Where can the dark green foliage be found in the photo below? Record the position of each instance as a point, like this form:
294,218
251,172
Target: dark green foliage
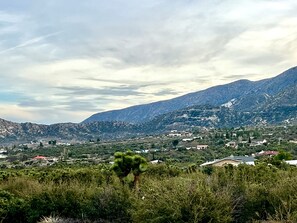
127,162
167,194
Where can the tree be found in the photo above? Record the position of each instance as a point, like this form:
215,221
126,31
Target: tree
125,163
283,155
175,143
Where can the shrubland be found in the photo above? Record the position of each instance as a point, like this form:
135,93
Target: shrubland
167,193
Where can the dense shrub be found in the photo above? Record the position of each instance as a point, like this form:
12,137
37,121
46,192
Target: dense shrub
94,194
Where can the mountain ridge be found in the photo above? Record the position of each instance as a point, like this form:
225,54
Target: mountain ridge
242,90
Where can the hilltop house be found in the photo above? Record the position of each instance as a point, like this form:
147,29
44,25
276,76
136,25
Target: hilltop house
232,160
232,144
199,147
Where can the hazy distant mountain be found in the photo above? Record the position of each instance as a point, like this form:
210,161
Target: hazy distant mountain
242,95
241,103
26,132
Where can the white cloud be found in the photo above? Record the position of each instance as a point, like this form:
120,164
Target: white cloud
140,52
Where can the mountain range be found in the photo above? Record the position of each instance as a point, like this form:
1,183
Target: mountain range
244,95
240,103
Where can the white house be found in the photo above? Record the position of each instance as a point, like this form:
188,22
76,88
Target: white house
200,147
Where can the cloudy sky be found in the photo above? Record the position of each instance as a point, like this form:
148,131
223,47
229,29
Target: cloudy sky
63,60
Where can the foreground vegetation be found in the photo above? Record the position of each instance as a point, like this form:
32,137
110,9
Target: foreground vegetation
166,194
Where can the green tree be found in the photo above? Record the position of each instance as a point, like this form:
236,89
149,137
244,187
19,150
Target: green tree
175,143
283,155
125,163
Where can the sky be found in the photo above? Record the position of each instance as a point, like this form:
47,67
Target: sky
64,60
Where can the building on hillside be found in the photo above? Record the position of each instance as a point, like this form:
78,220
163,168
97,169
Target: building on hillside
231,160
232,144
200,147
267,153
259,143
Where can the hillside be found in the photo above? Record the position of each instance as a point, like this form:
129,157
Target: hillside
245,95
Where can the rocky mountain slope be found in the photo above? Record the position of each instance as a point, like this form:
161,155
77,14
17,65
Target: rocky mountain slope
241,103
26,132
245,95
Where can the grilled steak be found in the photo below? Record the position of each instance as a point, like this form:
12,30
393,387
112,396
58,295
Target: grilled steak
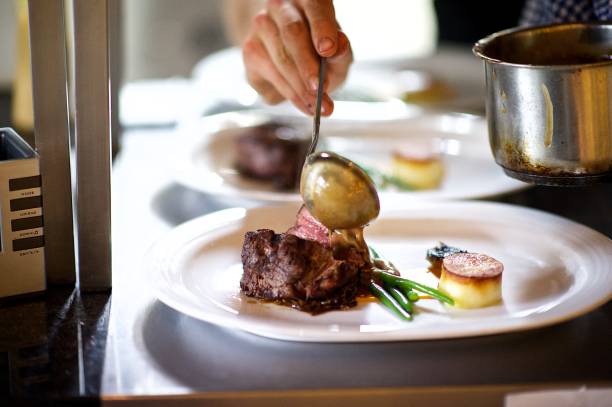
301,273
307,227
271,152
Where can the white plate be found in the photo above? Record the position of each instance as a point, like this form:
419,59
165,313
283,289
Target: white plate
555,270
206,156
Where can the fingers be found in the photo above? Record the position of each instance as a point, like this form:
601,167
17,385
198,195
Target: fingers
323,27
339,64
281,53
270,36
265,78
295,38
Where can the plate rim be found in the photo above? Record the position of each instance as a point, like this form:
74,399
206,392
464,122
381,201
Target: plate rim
216,218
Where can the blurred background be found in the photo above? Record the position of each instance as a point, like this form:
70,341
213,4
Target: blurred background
164,71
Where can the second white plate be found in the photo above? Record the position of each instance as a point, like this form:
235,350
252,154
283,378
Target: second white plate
206,157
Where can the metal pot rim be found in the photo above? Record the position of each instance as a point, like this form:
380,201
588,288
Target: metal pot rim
479,47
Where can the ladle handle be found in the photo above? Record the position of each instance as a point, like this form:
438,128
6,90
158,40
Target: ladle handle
317,114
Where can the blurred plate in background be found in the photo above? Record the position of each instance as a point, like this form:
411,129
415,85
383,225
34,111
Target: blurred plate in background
206,156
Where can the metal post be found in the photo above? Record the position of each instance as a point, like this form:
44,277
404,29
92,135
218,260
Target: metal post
51,128
93,143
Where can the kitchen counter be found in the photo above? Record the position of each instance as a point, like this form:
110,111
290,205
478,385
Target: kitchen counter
67,345
156,353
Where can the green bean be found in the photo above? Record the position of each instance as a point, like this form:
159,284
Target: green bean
389,301
400,282
413,296
400,298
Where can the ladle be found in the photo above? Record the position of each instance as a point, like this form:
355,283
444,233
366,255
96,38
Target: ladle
337,192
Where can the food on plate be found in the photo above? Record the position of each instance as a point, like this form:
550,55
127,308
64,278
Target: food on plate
300,268
418,165
472,279
323,262
436,255
272,152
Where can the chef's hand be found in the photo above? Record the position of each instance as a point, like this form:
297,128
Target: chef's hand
281,52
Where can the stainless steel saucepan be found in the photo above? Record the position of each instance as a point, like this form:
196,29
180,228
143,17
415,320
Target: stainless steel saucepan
548,102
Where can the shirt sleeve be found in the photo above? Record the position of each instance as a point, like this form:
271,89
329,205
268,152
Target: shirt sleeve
539,12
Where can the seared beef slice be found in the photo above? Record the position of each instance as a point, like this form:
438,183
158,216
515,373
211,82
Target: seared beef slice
288,269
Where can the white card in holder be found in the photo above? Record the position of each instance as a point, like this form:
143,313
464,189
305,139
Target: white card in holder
21,231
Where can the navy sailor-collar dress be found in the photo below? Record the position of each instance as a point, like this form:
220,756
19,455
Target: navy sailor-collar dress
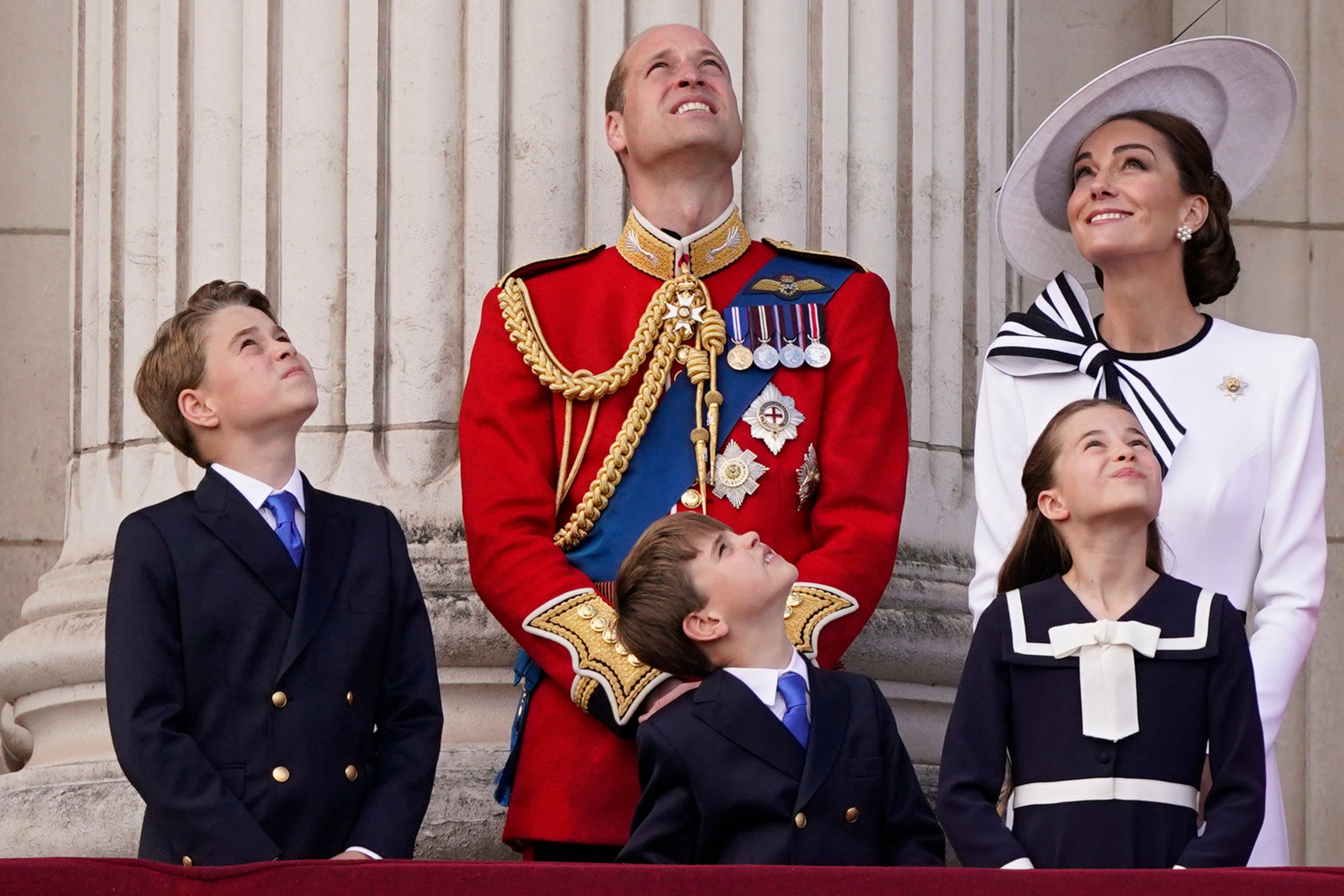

───

* Activity
Write out every line of the entries that holds the word "below".

* Answer to the exercise
Where can the dark green foliage be found in the photo below? Record the position of each instance as a point, like this form:
Where can the grilled steak be found in the photo below? Record the position of each instance as a point, like this form:
Where can the navy sailor-collar dress be found in the photo below? Record the position of each instance as a point, like this form:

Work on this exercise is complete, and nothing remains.